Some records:

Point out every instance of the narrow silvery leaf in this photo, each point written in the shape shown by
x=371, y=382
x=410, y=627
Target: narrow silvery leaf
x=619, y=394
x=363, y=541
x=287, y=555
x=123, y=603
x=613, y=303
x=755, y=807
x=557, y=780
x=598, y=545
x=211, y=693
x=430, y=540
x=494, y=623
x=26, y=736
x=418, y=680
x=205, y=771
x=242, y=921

*The exercise:*
Update the lines above by putting "pale gray" in place of "silvery" everywhere it occurs, keeping everything else the same.

*The reply:*
Point out every instance of the narrow pale gray leaf in this photo, each point written in the shape shown by
x=371, y=382
x=410, y=627
Target: narrow pale gray leaf
x=619, y=394
x=363, y=541
x=287, y=555
x=123, y=603
x=613, y=303
x=755, y=807
x=557, y=780
x=598, y=545
x=211, y=693
x=430, y=540
x=494, y=623
x=26, y=736
x=418, y=680
x=205, y=771
x=242, y=921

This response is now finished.